** Your objective **
Find every line in the entries below that contains the word "tree", and copy each of those lines. The match is case-sensitive.

..........

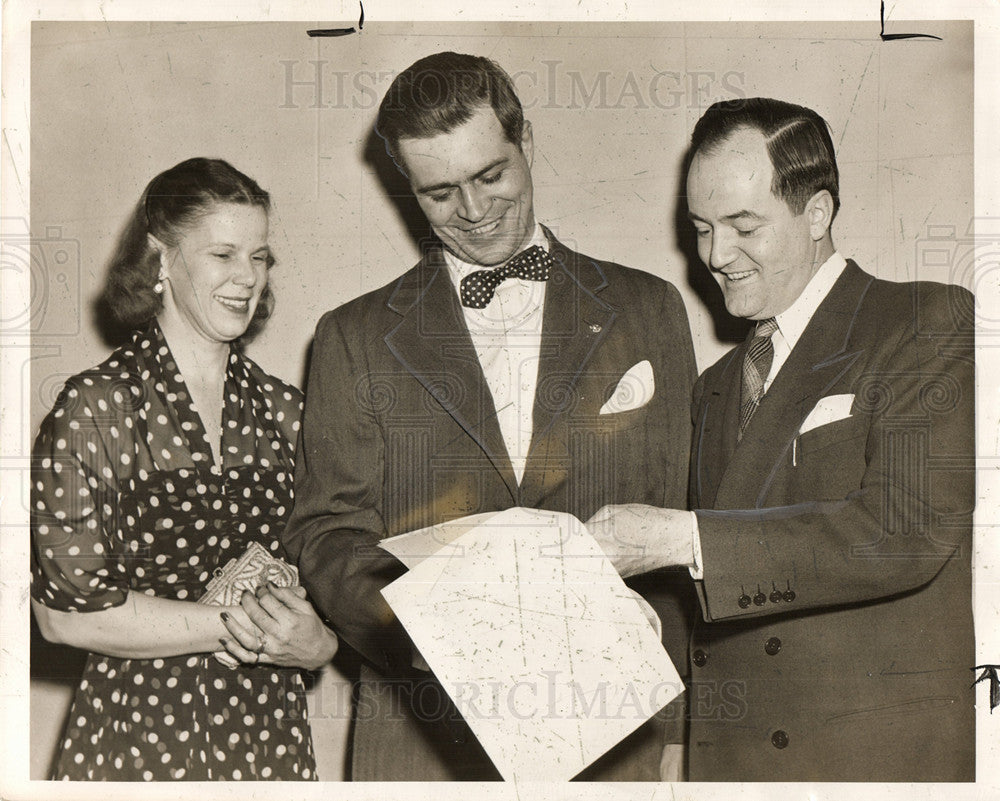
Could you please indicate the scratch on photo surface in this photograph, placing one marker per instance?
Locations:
(854, 100)
(12, 161)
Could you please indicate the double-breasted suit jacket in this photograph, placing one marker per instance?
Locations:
(836, 641)
(400, 433)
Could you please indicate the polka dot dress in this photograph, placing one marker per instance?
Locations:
(126, 498)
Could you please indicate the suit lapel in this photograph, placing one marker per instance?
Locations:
(433, 344)
(574, 324)
(819, 360)
(716, 429)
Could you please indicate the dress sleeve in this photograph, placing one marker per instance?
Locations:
(74, 503)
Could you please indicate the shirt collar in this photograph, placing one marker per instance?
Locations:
(793, 320)
(458, 268)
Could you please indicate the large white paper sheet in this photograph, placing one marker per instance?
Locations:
(537, 640)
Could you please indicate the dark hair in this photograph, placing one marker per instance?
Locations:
(798, 144)
(173, 200)
(440, 92)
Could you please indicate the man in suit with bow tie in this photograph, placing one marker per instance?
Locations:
(833, 481)
(504, 369)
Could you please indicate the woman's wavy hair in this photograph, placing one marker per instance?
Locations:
(174, 200)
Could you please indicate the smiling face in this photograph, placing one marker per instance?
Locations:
(216, 272)
(474, 185)
(760, 253)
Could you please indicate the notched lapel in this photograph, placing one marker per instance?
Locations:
(433, 344)
(820, 359)
(574, 324)
(716, 430)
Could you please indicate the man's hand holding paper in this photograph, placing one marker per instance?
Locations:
(535, 638)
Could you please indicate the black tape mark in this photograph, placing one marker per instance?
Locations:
(888, 37)
(340, 31)
(990, 672)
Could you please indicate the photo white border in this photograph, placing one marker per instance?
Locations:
(14, 183)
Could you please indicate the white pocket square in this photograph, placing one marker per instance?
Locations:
(634, 390)
(827, 410)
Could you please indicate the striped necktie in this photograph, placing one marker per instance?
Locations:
(756, 366)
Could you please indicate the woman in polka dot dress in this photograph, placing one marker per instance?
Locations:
(152, 470)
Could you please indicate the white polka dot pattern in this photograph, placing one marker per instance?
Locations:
(476, 290)
(125, 497)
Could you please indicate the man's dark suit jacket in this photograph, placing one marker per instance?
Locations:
(838, 640)
(400, 433)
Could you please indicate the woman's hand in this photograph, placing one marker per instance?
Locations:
(291, 633)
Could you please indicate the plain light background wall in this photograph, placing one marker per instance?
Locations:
(612, 107)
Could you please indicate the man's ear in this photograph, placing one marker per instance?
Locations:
(819, 209)
(527, 143)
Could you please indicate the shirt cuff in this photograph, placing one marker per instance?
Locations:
(698, 569)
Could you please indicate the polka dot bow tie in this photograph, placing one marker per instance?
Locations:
(477, 288)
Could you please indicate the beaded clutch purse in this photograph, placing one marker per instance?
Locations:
(247, 572)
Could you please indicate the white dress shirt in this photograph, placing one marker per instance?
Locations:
(791, 323)
(507, 335)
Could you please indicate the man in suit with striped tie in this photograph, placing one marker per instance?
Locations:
(833, 483)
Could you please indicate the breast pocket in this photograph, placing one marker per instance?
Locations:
(838, 434)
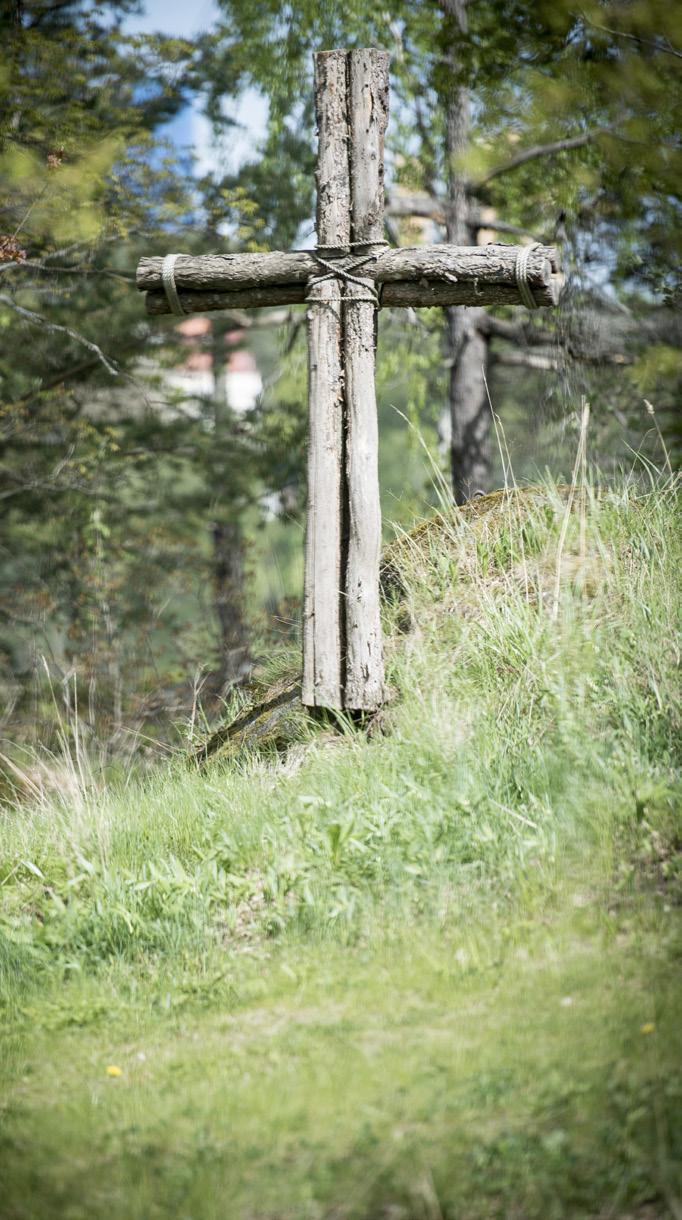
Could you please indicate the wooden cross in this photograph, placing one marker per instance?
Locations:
(344, 282)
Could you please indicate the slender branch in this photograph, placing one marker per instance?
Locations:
(643, 42)
(38, 320)
(537, 150)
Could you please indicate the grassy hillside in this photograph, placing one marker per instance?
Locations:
(427, 970)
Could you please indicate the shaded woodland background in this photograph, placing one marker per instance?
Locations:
(151, 539)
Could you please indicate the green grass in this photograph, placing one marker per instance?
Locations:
(427, 972)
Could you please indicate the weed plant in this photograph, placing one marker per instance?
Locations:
(428, 970)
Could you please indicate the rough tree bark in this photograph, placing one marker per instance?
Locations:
(323, 611)
(369, 117)
(466, 345)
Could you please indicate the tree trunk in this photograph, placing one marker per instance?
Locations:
(467, 348)
(228, 588)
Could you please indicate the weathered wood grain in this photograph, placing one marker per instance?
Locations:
(234, 272)
(322, 621)
(369, 116)
(417, 293)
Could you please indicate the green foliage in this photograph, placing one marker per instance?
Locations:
(438, 963)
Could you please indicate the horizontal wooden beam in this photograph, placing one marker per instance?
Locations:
(420, 293)
(233, 272)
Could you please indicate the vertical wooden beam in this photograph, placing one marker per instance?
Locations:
(369, 117)
(323, 630)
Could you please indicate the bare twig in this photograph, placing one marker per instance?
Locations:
(38, 320)
(538, 150)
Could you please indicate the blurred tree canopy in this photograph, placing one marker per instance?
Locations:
(148, 542)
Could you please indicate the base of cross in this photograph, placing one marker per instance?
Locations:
(344, 282)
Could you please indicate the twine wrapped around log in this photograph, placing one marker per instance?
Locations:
(436, 275)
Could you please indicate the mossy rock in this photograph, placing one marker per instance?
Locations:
(273, 716)
(271, 721)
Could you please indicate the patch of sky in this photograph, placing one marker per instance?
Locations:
(189, 131)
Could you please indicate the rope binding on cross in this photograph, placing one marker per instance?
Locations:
(170, 287)
(521, 275)
(332, 271)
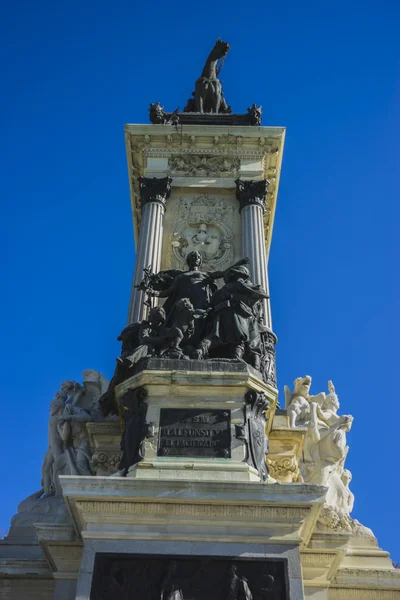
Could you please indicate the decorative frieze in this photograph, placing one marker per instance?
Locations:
(193, 164)
(320, 559)
(284, 468)
(362, 594)
(168, 509)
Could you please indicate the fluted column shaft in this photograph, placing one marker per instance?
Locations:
(251, 196)
(153, 196)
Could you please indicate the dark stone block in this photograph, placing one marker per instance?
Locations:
(195, 578)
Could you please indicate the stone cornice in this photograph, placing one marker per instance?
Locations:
(259, 144)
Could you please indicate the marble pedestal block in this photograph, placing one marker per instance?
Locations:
(194, 390)
(243, 520)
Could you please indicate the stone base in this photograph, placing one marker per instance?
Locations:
(194, 470)
(208, 387)
(192, 518)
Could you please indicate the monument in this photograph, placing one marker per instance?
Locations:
(181, 477)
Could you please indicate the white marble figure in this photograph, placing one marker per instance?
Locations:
(298, 401)
(73, 432)
(56, 446)
(325, 450)
(68, 451)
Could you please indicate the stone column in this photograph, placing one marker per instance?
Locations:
(251, 196)
(153, 198)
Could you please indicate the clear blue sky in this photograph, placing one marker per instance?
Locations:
(73, 73)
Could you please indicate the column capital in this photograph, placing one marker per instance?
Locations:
(251, 192)
(154, 189)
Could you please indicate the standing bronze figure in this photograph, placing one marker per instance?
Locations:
(208, 96)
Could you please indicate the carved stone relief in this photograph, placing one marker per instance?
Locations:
(192, 164)
(205, 225)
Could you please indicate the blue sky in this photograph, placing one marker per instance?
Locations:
(73, 73)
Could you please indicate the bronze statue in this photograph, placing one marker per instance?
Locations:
(236, 329)
(194, 285)
(208, 96)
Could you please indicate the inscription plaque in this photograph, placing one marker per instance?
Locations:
(194, 432)
(155, 577)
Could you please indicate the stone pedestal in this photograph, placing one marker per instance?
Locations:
(245, 520)
(195, 392)
(285, 446)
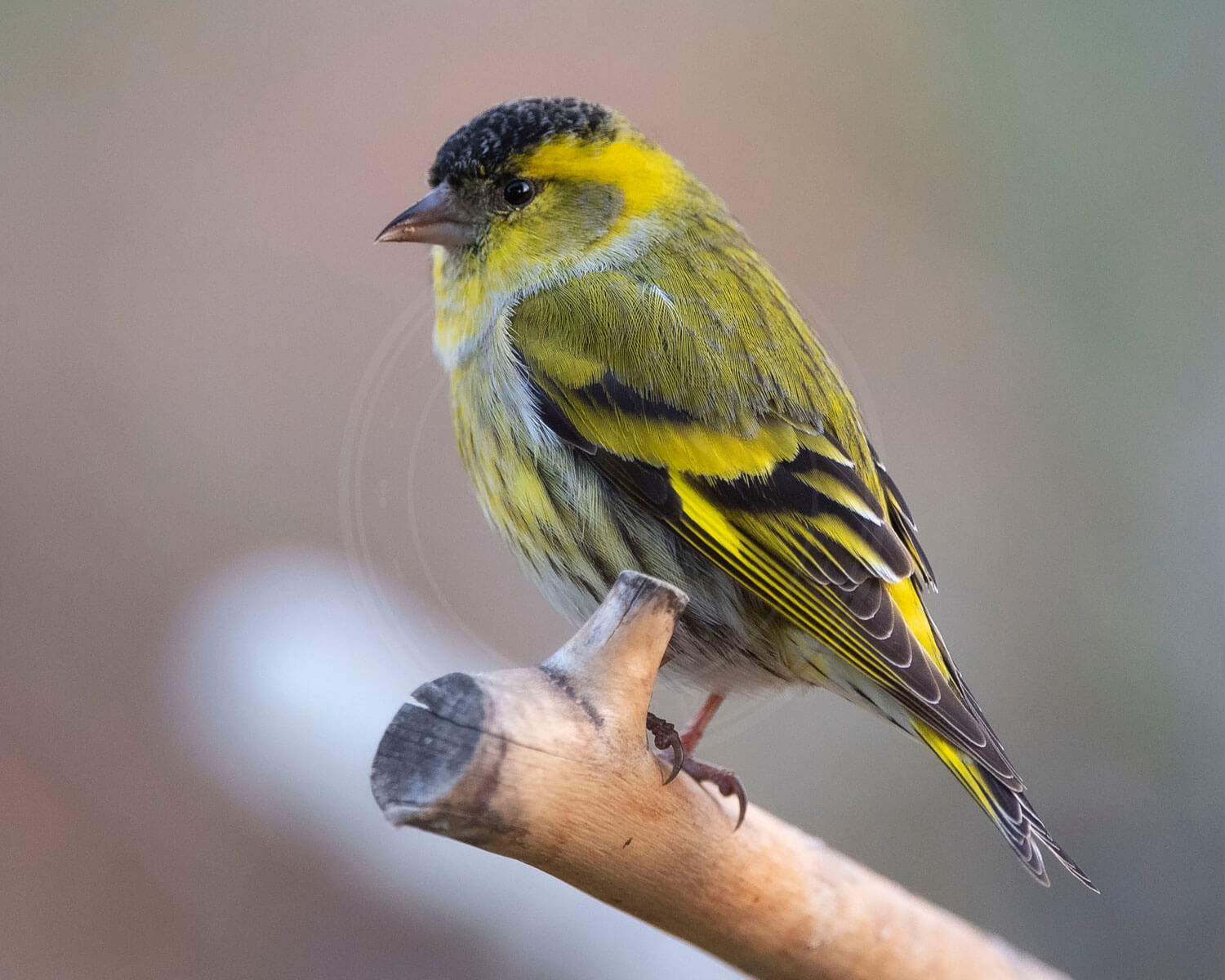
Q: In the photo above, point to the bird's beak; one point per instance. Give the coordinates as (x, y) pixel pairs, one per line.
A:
(439, 218)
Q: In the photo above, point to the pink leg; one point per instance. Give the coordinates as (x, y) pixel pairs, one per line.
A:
(696, 729)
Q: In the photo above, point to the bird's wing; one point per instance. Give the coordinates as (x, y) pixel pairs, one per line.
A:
(747, 468)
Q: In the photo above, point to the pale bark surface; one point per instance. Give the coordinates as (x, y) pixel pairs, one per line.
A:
(550, 766)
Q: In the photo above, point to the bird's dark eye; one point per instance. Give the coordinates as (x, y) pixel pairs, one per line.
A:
(519, 191)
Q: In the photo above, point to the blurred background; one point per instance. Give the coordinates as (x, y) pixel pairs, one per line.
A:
(235, 533)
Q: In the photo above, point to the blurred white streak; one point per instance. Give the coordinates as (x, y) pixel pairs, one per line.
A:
(282, 686)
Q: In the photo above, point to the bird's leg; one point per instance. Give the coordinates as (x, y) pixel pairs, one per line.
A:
(727, 782)
(696, 729)
(666, 739)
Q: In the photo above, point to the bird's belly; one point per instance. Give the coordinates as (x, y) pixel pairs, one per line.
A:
(573, 534)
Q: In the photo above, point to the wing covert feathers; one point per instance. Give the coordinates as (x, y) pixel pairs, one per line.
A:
(769, 477)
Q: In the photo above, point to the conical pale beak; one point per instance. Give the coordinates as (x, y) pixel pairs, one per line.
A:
(439, 218)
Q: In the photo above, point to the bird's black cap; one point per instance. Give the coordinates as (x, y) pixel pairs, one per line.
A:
(484, 145)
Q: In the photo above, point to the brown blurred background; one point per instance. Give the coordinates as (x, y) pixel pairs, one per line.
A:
(235, 533)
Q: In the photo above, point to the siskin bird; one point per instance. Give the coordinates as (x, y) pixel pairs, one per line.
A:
(631, 387)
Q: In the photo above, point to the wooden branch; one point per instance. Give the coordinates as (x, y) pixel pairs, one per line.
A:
(550, 766)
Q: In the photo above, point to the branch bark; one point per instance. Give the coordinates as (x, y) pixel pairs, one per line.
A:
(550, 766)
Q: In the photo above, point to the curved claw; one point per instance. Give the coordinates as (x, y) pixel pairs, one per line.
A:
(666, 737)
(727, 782)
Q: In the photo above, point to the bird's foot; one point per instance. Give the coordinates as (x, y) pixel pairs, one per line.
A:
(727, 782)
(666, 739)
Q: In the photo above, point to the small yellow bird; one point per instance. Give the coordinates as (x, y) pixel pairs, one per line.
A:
(632, 389)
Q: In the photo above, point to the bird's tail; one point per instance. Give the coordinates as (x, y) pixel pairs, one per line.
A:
(1011, 813)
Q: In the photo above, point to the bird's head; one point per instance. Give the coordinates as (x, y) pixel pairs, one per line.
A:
(538, 189)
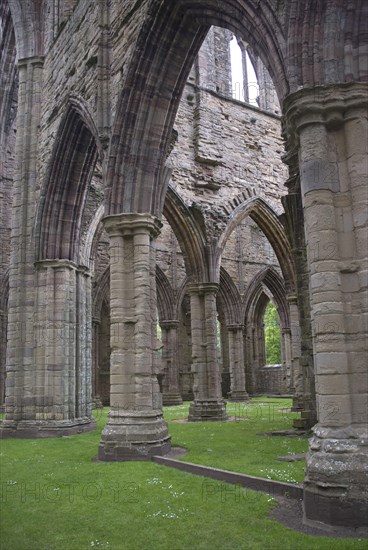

..........

** Solution for this exercise **
Could you please indicate the rough tree bark in this photograph, placing one marker per instance?
Could you please indicate the tree trunk in this photograph, placing one marker per instance?
Could you please indicate the blurred tree canopy in this photograph, placing one marker per instance?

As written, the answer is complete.